─── Material ───

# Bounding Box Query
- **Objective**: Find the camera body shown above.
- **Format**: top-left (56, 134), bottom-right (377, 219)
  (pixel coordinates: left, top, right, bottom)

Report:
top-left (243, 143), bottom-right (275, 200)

───

** Task details **
Please copy the material above back out word for word, keeping every line in its original order and form.

** Result **
# Bounding Box Query
- **Objective**: Find the camera body shown above.
- **Format**: top-left (56, 134), bottom-right (377, 219)
  (pixel coordinates: left, top, right, bottom)

Report:
top-left (243, 143), bottom-right (275, 200)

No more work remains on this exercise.